■ **To do**: Could you reproduce the lines in the items below, unchanged, from the line with "Q: For each instance of the mirror" through the line with "x=517 y=149", including both of those lines?

■ **Information supplied**:
"""
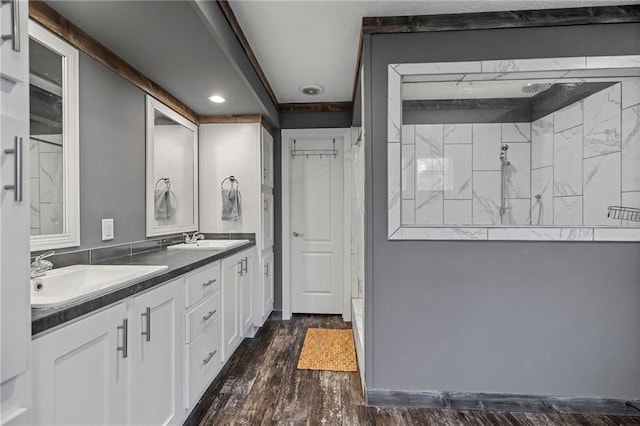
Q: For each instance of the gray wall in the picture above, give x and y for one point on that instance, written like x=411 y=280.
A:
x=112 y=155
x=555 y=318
"""
"""
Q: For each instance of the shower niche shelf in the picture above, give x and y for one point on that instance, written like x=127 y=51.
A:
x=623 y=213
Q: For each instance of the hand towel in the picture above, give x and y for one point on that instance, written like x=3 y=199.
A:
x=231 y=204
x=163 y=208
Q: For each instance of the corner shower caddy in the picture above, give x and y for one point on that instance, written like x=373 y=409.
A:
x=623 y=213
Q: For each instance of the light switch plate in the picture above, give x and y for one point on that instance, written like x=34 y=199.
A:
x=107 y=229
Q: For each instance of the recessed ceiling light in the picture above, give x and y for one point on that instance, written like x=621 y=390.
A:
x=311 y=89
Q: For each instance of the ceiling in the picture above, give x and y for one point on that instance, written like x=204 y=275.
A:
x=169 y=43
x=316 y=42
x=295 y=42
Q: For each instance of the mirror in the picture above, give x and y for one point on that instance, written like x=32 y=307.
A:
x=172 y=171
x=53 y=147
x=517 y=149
"""
■ **Task answer**:
Q: For each instance of the mirror in the picture above, give x and y for one point on that instance, written like x=32 y=307.
A:
x=172 y=171
x=53 y=147
x=517 y=149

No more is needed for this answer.